* [Work task 1]:
Please write out part of the article on 7-Eleven's Speedway purchase, beginning at the words "Seven & i Holdings, which" and stopping after "CEO of 7‑Eleven.".
* [Work task 2]:
Extend the article on 7-Eleven's Speedway purchase, picking up right after its last sentence.

* [Page extract]:

....................

If you had just gotten used to Speedway convenience stores operating in town, get ready for another change.
7-Eleven’s parent company has struck a $21 billion deal to buy the Speedway chain, which has locations in the Buffalo Niagara region.
It was only last year when Speedway entered the local market, after its Ohio-based parent, Marathon Oil, bought 33 Noco Express Shops from Noco Energy Corp. During July 2019, those locations were converted to Speedway’s red color scheme.
7-Eleven already has a significant presence in the Buffalo market. It’s not yet clear whether any of the local stores from the two networks will be sold off, either to satisfy antitrust concerns or to cut down on redundancy.
Seven & i, 7-Eleven’s Tokyo-based corporate parent, will raise about $1 billion by selling off overlapping U.S. stores after the transaction, said Ryuichi Isaka, CEO, in a conference call.
The deal – expected to close in the first quarter of 2021 – brings together two giants of the convenience store industry.
Seven & i Holdings, which has 69,000 stores worldwide. About 9,800 of those stores are 7-Elevens. Speedway consists of about 3,900 locations.
“This acquisition is the largest in our company’s history and will allow us to continue to grow and diversify our presence in the U.S., particularly in the Midwest and East Coast,” said Joe DePinto, president and CEO of 7‑Eleven.

....................

* [Provided information]:
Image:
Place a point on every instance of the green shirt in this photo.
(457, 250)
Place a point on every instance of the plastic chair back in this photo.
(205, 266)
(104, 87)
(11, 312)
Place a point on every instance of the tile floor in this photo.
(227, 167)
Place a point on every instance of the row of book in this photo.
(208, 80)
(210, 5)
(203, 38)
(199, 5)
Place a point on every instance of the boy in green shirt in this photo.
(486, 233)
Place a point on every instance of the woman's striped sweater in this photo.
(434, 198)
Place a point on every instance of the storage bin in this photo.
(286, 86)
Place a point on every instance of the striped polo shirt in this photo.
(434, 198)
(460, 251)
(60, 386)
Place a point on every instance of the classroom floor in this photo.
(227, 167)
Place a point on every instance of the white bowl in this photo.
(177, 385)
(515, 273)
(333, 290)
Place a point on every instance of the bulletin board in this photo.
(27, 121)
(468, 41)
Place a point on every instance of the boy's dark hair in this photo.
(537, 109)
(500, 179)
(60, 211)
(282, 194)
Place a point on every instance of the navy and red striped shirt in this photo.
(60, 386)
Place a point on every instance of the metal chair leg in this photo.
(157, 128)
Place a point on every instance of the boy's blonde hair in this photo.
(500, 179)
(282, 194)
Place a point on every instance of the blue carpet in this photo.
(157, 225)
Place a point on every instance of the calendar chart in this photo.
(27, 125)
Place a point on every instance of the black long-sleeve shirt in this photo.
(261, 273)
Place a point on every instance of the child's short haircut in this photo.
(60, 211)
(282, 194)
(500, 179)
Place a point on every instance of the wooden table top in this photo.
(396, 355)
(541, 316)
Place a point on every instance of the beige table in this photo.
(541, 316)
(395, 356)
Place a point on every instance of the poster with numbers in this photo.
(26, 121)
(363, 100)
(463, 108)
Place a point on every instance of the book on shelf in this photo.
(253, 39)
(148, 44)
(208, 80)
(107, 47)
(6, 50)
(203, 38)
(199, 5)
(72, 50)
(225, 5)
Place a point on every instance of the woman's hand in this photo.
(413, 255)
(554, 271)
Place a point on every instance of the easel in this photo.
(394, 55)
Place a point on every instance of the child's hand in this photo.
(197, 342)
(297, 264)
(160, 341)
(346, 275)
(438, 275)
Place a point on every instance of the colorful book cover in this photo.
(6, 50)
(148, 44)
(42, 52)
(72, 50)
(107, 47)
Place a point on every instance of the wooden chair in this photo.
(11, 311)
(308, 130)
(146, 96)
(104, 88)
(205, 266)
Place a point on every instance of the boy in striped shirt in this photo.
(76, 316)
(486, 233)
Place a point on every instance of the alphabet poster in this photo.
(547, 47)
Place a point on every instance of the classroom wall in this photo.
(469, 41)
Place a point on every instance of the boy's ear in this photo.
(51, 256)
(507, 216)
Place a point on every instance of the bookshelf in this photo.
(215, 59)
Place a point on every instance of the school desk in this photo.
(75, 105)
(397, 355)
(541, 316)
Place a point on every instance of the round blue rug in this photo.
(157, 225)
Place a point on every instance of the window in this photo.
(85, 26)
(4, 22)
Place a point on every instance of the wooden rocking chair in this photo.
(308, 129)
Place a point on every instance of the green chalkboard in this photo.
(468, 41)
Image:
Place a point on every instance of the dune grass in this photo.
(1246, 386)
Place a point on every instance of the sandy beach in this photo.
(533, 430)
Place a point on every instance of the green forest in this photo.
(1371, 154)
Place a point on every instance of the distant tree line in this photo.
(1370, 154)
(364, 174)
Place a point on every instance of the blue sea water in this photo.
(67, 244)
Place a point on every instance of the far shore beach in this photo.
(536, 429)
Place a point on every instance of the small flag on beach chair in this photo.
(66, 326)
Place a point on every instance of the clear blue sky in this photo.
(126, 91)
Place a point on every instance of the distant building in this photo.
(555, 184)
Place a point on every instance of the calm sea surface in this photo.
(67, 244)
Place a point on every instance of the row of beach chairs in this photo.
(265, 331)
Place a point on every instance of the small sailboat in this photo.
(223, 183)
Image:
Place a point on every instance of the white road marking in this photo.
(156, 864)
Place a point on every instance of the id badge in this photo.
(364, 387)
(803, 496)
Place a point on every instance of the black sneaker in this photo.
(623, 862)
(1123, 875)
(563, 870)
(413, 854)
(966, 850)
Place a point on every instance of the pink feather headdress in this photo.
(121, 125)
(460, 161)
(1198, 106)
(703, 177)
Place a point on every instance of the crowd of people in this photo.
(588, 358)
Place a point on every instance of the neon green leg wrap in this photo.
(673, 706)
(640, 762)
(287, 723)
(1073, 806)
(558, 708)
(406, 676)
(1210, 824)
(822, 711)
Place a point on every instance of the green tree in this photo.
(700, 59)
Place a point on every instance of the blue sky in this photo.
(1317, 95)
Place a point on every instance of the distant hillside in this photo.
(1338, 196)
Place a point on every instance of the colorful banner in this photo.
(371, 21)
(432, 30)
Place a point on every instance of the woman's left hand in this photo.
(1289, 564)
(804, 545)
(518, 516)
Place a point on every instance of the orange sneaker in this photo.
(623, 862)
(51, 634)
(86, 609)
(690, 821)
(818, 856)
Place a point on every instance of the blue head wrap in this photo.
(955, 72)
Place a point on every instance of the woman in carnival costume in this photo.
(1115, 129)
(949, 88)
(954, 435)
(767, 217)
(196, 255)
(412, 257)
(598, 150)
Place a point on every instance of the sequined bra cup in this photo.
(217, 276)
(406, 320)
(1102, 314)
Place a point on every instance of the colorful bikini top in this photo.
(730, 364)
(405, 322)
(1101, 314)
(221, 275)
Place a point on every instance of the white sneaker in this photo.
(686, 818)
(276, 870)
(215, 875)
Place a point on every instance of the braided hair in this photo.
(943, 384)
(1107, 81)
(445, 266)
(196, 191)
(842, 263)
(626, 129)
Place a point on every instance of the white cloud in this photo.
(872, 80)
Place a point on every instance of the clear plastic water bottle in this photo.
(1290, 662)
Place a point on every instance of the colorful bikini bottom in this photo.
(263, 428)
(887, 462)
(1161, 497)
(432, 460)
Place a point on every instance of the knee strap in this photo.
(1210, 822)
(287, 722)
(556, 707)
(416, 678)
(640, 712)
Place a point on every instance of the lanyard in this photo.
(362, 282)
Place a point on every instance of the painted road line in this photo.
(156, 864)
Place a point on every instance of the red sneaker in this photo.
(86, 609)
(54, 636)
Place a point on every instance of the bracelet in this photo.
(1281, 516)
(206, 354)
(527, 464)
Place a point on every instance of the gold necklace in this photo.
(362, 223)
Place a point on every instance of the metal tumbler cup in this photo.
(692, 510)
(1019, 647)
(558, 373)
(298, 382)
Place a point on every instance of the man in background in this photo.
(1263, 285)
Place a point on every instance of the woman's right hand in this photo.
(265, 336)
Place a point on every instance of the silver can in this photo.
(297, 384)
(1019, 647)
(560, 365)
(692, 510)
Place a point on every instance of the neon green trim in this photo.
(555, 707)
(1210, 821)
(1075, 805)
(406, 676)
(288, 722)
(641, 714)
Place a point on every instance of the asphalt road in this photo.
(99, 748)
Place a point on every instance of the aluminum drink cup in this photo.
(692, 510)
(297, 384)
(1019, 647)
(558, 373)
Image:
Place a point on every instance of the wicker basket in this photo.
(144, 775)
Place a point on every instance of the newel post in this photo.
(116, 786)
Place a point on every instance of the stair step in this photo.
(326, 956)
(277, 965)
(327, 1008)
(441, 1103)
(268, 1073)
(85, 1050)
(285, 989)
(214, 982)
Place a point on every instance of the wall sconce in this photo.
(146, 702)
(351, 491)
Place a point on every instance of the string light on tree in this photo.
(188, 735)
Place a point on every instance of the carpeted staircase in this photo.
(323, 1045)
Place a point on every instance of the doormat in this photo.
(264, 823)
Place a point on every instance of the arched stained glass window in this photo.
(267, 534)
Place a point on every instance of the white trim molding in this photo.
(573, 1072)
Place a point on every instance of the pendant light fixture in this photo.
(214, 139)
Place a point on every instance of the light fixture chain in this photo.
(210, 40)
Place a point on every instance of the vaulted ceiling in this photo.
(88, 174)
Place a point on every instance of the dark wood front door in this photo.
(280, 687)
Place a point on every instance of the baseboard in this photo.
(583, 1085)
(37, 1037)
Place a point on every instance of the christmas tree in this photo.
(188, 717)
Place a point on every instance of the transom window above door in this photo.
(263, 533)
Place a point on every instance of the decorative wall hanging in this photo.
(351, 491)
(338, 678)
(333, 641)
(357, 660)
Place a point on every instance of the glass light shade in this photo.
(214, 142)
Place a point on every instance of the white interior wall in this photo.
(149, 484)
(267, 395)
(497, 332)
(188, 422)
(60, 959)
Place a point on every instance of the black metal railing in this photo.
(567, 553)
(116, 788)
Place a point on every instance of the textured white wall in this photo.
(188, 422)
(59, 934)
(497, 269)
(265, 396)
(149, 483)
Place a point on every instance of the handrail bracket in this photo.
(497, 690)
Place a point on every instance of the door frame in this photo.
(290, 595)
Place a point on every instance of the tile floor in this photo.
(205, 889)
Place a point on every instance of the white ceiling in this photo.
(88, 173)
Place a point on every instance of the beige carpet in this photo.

....................

* [Answer area 1]:
Seven & i Holdings, which has 69,000 stores worldwide. About 9,800 of those stores are 7-Elevens. Speedway consists of about 3,900 locations.
“This acquisition is the largest in our company’s history and will allow us to continue to grow and diversify our presence in the U.S., particularly in the Midwest and East Coast,” said Joe DePinto, president and CEO of 7‑Eleven.

* [Answer area 2]:
Marathon’s deal includes a 15-year fuel supply agreement associated with the Speedway business. Marathon “expects incremental opportunities over time to supply 7-Eleven’s remaining business as existing arrangements mature and as 7-Eleven adds new locations in connection with its announced U.S. and Canada growth strategy.”
While Speedway is relatively new to the Buffalo market, its parent company for some time has been exploring whether to spin off the convenience store chain or or sell it.
Marathon follows a long line of energy companies that are shedding retail networks to focus on making fuel. The deal – the biggest in the oil sector since the coronavirus outbreak – comes as retailers look to shift their focus amid the coronavirus pandemic, which has further upended a sector already being impacted by the onset of e-commerce.
Marathon said it will use $16.5 billion in after-tax proceeds to reduce debt and bolster dividend payments.